## Document section

The plastic pollution crisis requires urgent action, and there is no silver bullet solution. Promising research continues to emerge around solutions, including alternative materials to single-use plastic. However, labels like “compostable” and “biodegradable” are misleading and lack transparency about what happens if products and packaging end up in the environment. Better Alternatives 3.0 offers greater transparency around these novel materials, their real-world behavior in the environment, and considerations that should be made before the widespread adoption of bioplastics in all sectors of society.

While people tend to feel like bioplastics are a more environmentally responsible single-use choice than conventional plastics, experts find a lack of awareness among people about how to appropriately dispose of bioplastics. What’s more, facilities that can handle bioplastics are not widely available.

Research in Europe shows that many people are unsure how to adequately dispose of plant-based bioplastics so that they can best be recovered in the waste stream.

## Tasks to carry out
A. In the passage on bioplastics, what do experts find people lack awareness of?
B. From the passage on bioplastics, pull out the stretch from "Research in Europe" through "the waste stream." word for word.

## Excerpted records
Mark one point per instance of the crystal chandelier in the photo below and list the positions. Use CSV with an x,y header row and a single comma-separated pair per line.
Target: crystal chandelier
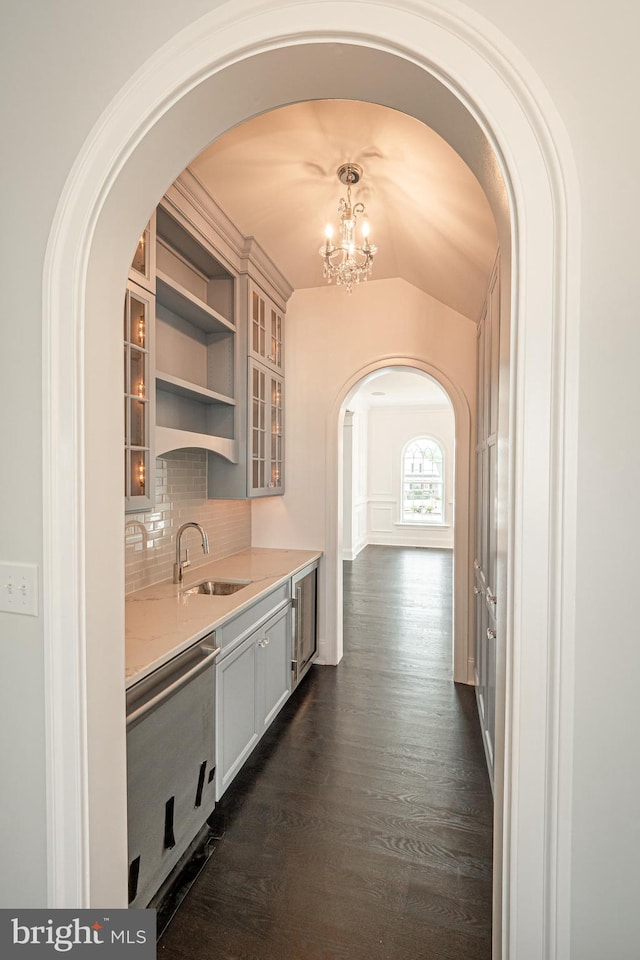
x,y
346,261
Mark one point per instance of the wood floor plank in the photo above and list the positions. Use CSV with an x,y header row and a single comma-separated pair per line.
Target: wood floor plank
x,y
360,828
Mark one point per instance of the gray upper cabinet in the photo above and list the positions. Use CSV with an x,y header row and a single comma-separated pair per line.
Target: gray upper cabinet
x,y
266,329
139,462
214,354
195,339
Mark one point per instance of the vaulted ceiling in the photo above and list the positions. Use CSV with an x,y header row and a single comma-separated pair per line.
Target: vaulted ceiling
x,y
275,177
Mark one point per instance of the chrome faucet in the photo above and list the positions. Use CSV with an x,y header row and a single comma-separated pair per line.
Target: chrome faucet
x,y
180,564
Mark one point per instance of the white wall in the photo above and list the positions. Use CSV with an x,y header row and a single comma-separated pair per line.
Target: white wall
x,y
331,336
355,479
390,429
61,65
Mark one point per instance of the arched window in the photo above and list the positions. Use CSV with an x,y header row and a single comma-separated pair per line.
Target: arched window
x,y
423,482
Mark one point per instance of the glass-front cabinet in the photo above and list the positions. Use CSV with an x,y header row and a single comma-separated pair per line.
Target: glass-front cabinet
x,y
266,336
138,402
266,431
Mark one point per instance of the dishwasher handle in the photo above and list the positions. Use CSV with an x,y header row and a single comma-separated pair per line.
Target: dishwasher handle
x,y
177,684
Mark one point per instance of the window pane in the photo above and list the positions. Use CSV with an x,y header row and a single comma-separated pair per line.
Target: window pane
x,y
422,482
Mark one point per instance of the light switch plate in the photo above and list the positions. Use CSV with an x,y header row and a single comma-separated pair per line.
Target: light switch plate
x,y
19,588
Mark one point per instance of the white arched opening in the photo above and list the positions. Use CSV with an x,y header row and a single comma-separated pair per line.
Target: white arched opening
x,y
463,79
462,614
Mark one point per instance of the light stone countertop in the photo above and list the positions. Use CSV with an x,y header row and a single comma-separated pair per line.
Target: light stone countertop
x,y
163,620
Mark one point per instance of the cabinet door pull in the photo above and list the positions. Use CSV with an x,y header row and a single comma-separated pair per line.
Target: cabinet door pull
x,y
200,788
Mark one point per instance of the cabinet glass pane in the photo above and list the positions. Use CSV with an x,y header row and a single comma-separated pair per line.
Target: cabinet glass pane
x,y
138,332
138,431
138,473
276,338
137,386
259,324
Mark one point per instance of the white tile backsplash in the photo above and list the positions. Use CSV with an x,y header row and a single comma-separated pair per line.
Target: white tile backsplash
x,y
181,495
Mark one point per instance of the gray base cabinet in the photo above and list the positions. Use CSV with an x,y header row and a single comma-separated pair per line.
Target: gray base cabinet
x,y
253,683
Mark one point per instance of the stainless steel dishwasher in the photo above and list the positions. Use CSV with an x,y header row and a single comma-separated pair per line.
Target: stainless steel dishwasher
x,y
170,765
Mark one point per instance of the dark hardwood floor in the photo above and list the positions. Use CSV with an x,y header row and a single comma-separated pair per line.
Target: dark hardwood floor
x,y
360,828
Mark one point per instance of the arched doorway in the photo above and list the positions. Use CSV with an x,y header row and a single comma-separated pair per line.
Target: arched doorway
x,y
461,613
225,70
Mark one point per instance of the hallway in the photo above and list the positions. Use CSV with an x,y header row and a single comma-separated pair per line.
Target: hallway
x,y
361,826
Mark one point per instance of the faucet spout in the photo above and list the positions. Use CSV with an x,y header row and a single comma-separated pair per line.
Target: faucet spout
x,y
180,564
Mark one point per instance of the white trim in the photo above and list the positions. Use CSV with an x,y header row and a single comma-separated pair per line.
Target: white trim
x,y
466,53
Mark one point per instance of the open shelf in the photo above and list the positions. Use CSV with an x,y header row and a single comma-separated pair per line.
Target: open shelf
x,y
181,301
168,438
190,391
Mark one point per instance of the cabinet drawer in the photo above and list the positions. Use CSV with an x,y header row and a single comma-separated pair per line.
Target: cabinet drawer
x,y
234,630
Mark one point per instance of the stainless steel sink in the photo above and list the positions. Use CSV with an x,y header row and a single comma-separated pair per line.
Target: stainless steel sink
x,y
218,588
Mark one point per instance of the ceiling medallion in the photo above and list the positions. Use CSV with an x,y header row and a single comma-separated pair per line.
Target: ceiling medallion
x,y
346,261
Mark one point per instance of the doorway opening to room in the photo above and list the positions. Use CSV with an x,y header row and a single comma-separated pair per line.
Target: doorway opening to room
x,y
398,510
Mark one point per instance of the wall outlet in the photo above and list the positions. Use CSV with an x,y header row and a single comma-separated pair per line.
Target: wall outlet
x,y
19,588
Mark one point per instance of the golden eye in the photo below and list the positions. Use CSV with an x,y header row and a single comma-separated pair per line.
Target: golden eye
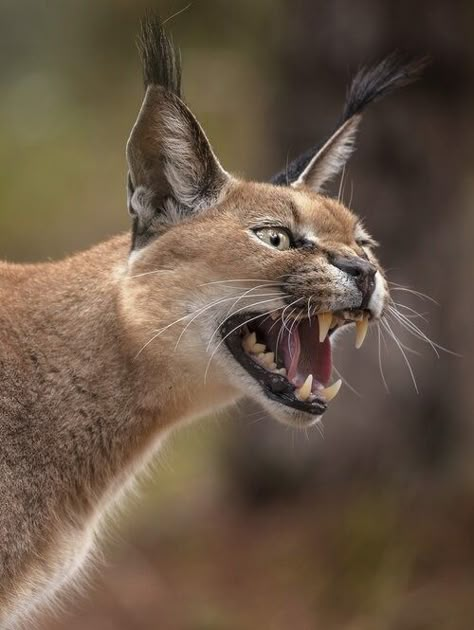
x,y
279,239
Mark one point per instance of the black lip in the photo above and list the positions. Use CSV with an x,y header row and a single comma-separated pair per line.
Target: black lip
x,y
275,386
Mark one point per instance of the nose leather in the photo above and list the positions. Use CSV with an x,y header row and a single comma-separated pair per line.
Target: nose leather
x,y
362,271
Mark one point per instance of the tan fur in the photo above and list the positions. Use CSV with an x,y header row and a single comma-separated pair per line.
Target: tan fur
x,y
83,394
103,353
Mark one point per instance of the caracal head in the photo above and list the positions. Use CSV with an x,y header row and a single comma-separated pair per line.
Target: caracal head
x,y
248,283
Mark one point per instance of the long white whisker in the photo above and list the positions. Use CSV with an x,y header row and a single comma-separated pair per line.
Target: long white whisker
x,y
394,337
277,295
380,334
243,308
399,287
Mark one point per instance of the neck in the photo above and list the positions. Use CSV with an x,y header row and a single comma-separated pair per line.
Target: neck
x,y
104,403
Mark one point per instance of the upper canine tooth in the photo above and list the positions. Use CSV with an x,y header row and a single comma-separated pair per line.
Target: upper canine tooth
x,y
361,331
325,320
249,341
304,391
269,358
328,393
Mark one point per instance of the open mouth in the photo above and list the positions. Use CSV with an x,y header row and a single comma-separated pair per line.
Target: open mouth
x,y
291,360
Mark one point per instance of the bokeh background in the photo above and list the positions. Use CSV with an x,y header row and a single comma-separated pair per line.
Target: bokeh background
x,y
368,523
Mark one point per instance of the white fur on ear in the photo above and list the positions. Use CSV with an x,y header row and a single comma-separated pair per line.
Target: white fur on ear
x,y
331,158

## Per-task answers
A. How to appropriately dispose of bioplastics.

B.
Research in Europe shows that many people are unsure how to adequately dispose of plant-based bioplastics so that they can best be recovered in the waste stream.